GIVEN INFORMATION
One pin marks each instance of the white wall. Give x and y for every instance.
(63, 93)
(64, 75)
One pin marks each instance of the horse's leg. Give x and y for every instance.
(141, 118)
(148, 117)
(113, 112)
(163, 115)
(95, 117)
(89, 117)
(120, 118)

EXERCISE BRIEF
Each entry above, in full, should be output exactly as it reads.

ANSWER TO THIS EXERCISE
One pin marks each instance of the white wall. Give x and y for every instance.
(63, 93)
(64, 75)
One pin marks each instance of the horse's leg. Give x and y for every instance.
(141, 118)
(148, 117)
(113, 112)
(163, 115)
(95, 117)
(89, 117)
(120, 118)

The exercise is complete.